Written tasks:
- 1) According to the homily, how many times does the word "love" appear in that Sunday's second reading and gospel?
- 2) Reproduce the homily word for word, everything from "And if they" down to "great subject: love, love, love.".

Extract to read:
** START **

“ Agape Love is All You Need” – Fr. Bob’s Homily for Sunday, May 10, 2021

The apostle John, of all the apostles, seems to have lived until a ripe old age.

Tradition records that all the others were martyred in some way, but John is said to have survived even being put in a vat of boiling oil, according to the legend. Whether that story is true or not, it does appear that John outlived all the other apostles. He had his own community and one day, so the story goes, one of his young disciples came up to him and said, “Good master, do you mind if I ask you a question?“ And John said to him, “Not at all, my son, go ahead.” “Well,“ said the young man, “why do you always, in your talks and all your writings, keep speaking about Love? Love, love, love – why don’t you talk about something else for a change?” 

And St John looked at him and said, “Because, my son, there is nothing else – only love, love, love.”

The story comes to mind as I look at our second reading and gospel today and count up the number of times the word “love” is mentioned. Anyone want to have a guess? In fact, it is eighteen. Eighteen times in those two short passages. No wonder St John is known as the “Apostle of Love.” It is not that he couldn’t think of anything else to talk about. It’s just that, whatever his chosen subject, it would always turn round to a talk about love. If he was asked, for instance, by his community to talk about God, he would begin saying that,

God is Love.”

1 John 4:8

If they said: “Talk to us about the commandments,” he would respond:

”Jesus said: ‘This is my commandment- that you love one another as I have loved you.’“ 

John 15:12

And if they said, “Well, what about the world?”, John would begin with,

“It was because God so loved the world that he gave his only Son, so that everyone who believes him may not perish but may have eternal life.” 

John 3:16

You see, whatever the starting point, John would always find a way of turning it round to talking about his great subject: love, love, love.

It seems to me that John had found the way to fulfil Jesus’s words in our gospel today: to “abide in my love.” To abide means to stay, to remain, it is a continuous dwelling in. It is not an on-one-minute, off-the-next, kind of thing. John was continuously saturated in the love of God, the way a sponge shoved down in a bowl of water and held down and lifted out is saturated, such that water is pouring out of it. Those who abide in the love of Jesus ooze Jesus. If you squeeze an orange, what comes out of it? Pure orange juice. If you squeeze a lover of Jesus, what should come out of them? Jesus, pure Jesus. It is, or should be, the natural consequence of being a Christian – a Christ-ian – being full of Jesus. St Paul describes this condition very well when he says in Galatians:

I have been crucified with Christ. It is no longer I who live, but Christ who lives in me. And the human life I now live,I live by faith in the Son of God, who loved me and gave himself on the cross for my sake.“ 

Galatians 2:20-21

Here St Paul is echoing what St John says in our second reading: ”God loved us and sent his Son to be the atoning sacrifice for our sins.”

** END **

Data section:

** START **

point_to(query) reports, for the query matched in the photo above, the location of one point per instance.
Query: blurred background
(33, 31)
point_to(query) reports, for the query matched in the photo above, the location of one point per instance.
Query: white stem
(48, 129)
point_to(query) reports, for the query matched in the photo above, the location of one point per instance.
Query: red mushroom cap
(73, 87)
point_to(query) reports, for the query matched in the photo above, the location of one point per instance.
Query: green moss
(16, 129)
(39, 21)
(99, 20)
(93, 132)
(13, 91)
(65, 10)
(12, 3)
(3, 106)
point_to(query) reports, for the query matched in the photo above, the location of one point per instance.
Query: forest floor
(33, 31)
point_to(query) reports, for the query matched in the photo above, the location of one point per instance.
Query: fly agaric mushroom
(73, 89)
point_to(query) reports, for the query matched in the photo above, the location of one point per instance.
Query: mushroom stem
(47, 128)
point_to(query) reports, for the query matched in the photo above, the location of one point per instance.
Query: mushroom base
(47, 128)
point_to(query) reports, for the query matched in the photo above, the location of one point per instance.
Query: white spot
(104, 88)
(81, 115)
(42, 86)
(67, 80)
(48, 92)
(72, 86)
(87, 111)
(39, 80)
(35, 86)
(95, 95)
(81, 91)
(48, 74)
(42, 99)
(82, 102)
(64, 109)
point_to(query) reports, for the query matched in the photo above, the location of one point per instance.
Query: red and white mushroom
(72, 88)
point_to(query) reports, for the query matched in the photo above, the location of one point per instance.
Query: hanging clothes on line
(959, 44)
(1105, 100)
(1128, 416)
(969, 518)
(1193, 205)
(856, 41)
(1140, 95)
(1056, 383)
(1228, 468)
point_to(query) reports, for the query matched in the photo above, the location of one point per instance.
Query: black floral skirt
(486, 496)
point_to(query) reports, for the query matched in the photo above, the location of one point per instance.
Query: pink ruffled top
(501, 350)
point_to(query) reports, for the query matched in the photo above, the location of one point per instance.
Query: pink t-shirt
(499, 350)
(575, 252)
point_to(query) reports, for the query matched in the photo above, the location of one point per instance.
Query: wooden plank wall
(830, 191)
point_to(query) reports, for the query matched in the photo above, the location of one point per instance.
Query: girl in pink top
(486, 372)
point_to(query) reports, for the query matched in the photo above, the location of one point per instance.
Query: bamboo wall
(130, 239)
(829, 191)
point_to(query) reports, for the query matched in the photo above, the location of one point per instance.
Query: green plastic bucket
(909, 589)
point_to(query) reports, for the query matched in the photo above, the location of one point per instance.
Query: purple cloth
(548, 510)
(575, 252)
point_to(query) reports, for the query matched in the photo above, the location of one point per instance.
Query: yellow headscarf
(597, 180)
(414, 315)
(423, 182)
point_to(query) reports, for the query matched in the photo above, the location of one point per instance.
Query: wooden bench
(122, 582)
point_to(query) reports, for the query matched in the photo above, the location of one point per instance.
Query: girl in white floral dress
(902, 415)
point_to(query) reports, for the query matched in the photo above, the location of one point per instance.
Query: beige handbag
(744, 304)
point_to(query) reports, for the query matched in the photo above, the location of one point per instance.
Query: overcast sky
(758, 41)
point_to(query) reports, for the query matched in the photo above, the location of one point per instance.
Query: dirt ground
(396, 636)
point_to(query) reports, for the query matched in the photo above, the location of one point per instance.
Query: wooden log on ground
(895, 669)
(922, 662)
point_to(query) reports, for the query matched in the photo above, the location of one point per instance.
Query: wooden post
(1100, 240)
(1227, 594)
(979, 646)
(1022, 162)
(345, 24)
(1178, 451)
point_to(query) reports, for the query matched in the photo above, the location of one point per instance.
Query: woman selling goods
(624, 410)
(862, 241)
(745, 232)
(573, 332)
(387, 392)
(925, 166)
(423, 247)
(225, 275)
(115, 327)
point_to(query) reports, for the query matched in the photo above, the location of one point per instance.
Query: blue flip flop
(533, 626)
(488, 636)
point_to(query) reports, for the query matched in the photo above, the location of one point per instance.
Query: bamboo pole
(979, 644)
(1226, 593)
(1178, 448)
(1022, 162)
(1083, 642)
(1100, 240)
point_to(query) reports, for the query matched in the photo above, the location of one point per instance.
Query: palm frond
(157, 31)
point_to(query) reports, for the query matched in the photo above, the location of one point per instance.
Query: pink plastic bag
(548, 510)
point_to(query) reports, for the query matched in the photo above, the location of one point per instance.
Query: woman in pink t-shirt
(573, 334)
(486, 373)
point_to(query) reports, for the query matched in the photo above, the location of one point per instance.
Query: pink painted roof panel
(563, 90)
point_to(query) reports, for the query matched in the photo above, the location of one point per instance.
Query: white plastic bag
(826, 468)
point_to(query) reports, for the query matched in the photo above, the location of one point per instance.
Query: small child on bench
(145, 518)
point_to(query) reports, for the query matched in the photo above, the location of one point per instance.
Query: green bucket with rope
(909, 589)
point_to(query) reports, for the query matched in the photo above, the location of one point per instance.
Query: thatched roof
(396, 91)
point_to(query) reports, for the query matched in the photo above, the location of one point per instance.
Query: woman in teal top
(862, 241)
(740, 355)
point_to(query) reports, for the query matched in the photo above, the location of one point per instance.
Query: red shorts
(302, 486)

** END **

Full solutions:
- 1) Eighteen times.

- 2)
And if they said, “Well, what about the world?”, John would begin with,

“It was because God so loved the world that he gave his only Son, so that everyone who believes him may not perish but may have eternal life.” 

John 3:16

You see, whatever the starting point, John would always find a way of turning it round to talking about his great subject: love, love, love.